* PROVIDED ENTRIES:
* * * *

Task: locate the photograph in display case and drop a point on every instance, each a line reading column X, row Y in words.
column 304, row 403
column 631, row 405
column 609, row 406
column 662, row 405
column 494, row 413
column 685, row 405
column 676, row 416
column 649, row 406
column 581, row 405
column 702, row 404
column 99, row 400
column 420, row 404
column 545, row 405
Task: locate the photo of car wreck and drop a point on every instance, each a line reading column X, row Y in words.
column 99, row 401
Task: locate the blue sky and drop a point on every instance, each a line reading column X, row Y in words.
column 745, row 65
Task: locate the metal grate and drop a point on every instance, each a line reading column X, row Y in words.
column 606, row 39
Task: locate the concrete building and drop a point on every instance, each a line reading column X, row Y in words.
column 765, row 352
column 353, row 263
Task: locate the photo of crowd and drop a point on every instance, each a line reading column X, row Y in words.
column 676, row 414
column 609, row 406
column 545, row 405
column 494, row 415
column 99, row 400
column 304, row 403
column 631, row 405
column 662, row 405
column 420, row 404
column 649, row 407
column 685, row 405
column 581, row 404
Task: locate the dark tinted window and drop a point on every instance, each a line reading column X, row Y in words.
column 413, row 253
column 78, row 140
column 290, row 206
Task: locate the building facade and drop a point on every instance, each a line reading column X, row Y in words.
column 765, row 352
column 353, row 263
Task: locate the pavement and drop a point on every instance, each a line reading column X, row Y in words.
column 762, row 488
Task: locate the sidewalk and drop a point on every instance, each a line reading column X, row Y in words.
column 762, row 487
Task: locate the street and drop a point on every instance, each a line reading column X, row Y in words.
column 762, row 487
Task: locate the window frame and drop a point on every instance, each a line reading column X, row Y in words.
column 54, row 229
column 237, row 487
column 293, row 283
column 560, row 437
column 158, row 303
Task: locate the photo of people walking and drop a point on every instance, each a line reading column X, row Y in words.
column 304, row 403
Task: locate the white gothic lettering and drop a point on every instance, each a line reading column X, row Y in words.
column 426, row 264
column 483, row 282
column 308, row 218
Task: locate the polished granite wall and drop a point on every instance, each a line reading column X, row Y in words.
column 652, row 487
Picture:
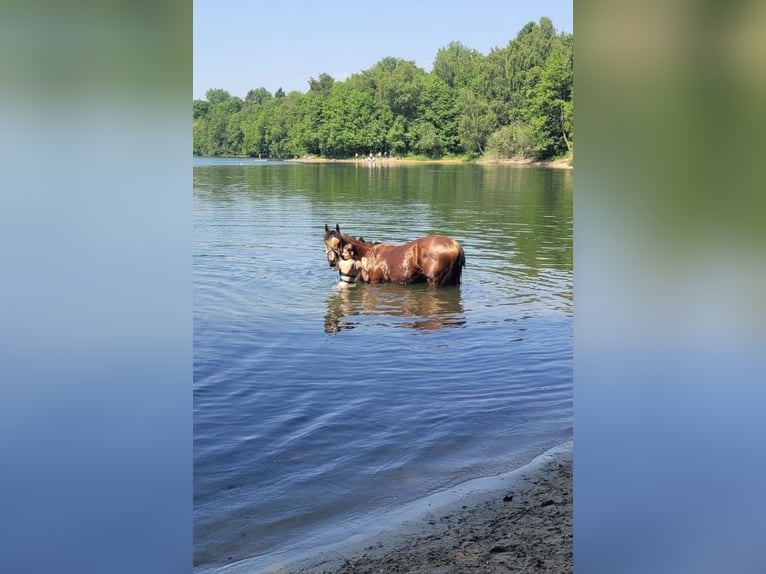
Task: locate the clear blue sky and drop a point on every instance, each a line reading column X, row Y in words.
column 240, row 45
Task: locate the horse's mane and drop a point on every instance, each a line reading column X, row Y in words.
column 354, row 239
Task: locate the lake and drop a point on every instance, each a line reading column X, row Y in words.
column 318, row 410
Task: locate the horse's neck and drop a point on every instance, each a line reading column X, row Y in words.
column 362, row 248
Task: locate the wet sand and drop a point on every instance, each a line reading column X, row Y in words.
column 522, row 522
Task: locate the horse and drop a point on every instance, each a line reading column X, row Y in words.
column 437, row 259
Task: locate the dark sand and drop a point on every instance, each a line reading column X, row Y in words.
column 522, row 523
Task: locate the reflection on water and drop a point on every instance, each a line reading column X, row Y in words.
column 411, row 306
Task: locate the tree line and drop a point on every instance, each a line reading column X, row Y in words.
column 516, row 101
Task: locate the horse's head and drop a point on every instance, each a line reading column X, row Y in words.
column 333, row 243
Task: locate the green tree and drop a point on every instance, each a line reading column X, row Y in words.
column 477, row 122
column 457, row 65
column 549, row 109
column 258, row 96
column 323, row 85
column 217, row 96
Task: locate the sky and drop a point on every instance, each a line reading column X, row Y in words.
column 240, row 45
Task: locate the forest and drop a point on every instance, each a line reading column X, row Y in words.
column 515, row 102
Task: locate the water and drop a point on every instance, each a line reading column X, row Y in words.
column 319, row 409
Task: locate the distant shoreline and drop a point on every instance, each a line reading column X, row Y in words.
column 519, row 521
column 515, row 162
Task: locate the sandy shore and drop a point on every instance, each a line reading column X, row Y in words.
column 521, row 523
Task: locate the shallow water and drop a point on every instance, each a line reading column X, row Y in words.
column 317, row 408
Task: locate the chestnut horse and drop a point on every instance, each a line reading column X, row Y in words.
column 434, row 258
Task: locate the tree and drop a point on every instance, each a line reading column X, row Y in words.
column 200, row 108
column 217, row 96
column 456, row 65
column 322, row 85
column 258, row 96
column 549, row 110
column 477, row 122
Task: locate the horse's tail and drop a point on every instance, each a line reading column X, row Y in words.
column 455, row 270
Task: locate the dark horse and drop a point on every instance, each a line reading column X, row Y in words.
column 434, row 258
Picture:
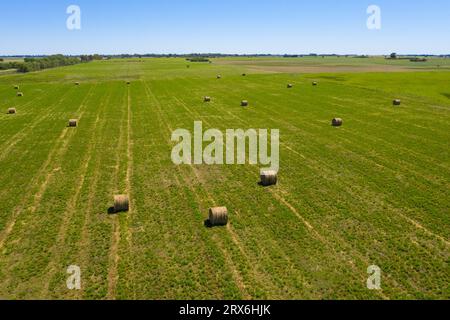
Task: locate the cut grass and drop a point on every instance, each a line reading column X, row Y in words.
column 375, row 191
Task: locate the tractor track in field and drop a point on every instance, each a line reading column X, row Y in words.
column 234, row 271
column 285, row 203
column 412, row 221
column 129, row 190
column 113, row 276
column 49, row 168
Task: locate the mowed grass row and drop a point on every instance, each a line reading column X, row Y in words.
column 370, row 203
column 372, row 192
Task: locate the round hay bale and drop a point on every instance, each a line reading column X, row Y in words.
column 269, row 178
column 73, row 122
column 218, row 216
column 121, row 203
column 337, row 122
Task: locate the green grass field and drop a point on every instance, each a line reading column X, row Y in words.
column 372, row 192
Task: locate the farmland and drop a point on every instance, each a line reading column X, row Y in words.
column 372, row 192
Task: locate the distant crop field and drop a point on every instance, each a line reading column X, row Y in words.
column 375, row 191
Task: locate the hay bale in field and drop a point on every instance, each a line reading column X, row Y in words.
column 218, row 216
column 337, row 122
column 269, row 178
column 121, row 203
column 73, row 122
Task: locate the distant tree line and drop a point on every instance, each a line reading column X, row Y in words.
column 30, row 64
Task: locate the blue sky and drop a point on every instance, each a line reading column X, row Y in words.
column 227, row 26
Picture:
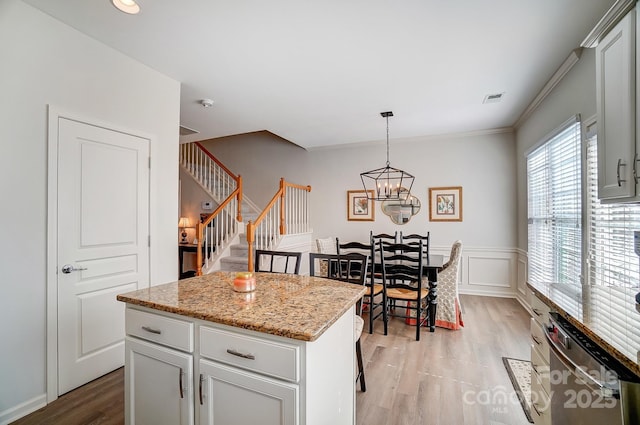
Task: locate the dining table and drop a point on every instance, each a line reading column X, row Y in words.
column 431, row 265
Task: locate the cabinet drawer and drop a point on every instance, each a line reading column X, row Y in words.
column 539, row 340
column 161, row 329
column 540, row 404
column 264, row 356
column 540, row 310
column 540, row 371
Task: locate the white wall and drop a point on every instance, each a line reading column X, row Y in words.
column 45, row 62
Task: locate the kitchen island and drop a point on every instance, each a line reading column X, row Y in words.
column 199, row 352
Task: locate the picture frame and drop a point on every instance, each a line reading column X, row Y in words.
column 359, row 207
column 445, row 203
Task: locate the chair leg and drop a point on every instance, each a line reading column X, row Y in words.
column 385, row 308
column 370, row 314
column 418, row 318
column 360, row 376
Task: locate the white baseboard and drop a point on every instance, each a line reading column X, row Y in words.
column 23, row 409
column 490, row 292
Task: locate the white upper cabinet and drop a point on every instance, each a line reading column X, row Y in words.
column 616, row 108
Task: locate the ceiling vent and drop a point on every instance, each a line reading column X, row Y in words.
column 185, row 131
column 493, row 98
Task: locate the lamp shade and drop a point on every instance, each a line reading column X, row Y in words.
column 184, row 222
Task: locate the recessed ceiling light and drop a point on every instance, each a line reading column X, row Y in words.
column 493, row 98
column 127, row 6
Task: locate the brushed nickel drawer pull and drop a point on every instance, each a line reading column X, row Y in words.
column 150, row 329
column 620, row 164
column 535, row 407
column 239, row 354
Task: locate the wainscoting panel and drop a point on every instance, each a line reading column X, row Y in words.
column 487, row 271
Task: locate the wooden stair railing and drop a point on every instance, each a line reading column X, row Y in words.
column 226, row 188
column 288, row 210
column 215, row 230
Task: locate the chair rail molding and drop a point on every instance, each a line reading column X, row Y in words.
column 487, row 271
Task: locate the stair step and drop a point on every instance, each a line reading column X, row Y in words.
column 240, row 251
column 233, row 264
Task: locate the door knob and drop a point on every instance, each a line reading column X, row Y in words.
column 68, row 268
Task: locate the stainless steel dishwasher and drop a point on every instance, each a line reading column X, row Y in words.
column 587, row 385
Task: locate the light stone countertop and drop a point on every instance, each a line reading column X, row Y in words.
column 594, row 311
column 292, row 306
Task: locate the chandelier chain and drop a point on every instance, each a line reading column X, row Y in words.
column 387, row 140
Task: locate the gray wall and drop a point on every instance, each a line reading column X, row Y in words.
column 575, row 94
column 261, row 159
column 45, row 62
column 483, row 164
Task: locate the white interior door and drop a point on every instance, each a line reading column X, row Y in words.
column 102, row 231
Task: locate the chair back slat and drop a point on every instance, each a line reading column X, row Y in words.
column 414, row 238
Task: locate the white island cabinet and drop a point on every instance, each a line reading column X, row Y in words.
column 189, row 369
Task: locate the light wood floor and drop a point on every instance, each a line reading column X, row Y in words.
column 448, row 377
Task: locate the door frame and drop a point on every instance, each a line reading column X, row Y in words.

* * * *

* WHAT THIS TASK INVOLVES: Nothing but the lines from the one containing "Task: locate the white interior" to the last line of the listing above belongs in the answer; restate each word for word.

* SOLVED PROBLEM:
Task: locate the white interior door and drop a point on every instance, each a line reading column X, row Y in words.
column 102, row 231
Task: locate the chair back slat and drop a point on every instance, each a line reading column X, row Y in words.
column 414, row 238
Task: locate the white island cabinet and drop a point on every instance, each a line reading column X, row Y in words.
column 189, row 369
Task: locate the light wood floor and drop a point on every instance, each a line reading column X, row Y in words.
column 448, row 377
Task: locate the door frame and drop a point on every instance, each a line reading column X, row Y in words.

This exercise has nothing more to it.